● **EXERCISE AIM**
Instruction for the data below: set down exactly the lines from the line with "Return one point per instance of the woman's long" to the line with "Return one point per instance of the backpack", inclusive, and no others.

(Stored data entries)
###

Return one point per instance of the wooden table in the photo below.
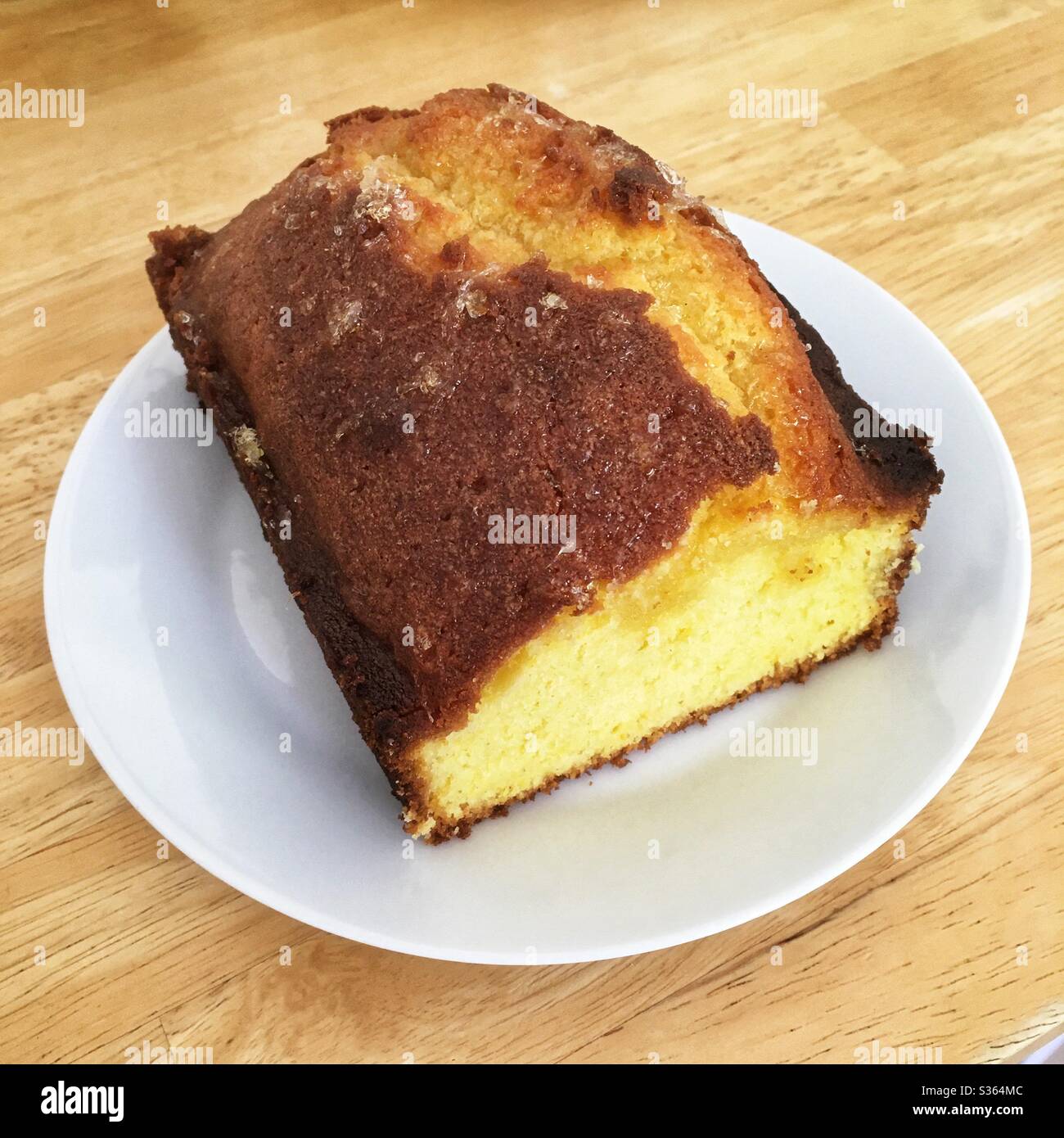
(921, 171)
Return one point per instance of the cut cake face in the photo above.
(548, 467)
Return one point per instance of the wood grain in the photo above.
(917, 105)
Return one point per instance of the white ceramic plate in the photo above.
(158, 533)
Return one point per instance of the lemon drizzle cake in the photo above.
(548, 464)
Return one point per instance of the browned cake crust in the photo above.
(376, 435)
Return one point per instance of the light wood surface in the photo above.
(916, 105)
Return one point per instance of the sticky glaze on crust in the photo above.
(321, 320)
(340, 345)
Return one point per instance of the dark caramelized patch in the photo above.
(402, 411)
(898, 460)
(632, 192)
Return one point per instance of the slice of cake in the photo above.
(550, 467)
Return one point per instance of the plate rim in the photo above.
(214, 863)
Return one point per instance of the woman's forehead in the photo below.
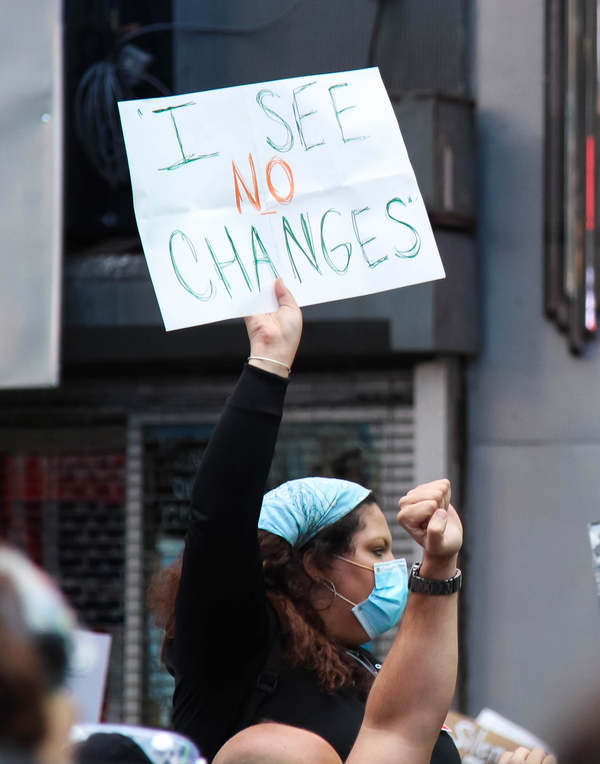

###

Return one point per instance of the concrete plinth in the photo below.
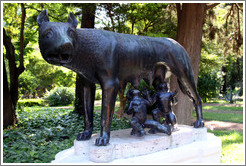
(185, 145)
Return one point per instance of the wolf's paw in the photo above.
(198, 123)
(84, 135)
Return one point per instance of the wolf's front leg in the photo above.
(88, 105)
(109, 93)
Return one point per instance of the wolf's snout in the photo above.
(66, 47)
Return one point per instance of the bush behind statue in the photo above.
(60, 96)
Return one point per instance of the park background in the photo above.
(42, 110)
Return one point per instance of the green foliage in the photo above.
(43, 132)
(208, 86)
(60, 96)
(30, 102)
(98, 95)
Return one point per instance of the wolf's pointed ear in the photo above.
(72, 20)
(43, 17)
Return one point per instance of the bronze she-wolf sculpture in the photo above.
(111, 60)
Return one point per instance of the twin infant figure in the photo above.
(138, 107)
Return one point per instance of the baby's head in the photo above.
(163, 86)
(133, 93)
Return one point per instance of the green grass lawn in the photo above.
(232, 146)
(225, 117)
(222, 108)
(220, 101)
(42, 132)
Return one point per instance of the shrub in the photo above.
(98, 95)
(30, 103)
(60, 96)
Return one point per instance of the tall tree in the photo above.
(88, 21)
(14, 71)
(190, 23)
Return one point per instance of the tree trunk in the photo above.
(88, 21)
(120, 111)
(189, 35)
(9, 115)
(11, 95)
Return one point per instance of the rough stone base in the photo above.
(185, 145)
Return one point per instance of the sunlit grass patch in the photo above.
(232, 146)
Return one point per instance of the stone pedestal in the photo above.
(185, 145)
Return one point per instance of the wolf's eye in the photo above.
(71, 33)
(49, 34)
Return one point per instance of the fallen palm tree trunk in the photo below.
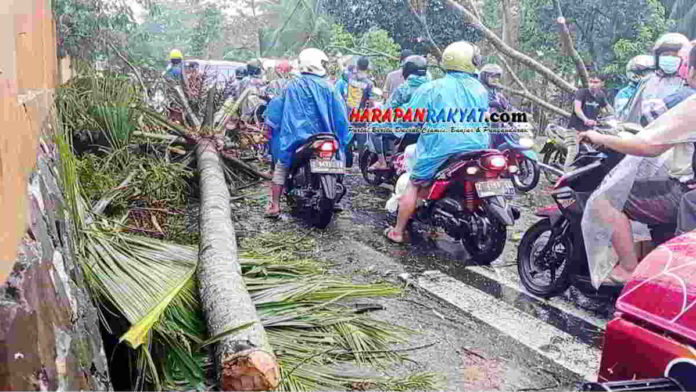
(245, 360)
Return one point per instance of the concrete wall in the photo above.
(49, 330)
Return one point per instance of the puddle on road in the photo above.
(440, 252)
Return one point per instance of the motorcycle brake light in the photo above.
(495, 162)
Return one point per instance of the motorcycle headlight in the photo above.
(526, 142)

###

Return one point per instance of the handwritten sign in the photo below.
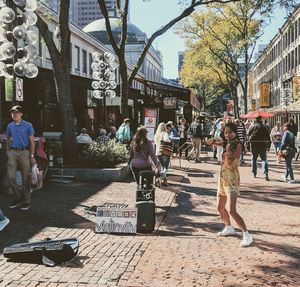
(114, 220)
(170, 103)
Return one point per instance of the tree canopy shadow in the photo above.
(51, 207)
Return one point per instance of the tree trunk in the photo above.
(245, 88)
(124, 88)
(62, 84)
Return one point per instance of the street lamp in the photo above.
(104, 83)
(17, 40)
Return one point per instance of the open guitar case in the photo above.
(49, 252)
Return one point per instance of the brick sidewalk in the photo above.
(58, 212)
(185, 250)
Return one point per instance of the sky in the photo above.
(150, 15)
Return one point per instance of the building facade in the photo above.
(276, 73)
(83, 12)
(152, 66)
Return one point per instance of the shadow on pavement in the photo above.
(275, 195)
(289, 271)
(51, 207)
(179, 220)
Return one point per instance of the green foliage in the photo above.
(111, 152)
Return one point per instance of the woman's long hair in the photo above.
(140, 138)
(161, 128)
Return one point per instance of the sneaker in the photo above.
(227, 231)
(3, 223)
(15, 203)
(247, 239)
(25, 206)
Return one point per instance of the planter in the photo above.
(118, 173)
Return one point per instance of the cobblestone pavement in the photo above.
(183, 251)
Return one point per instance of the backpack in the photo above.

###

● **ANSWER TO THIS TASK**
Return one point per instance of the woman's long hair in the photo above.
(140, 138)
(161, 128)
Return one point per instance of the sneaker in the photo above.
(227, 231)
(3, 223)
(15, 203)
(247, 239)
(25, 206)
Return one point per instance of the planter in the photo above.
(118, 173)
Return one point per instance of the cobblestone pavement in the photo above.
(183, 251)
Return one point per instance of the backpack in the photo above.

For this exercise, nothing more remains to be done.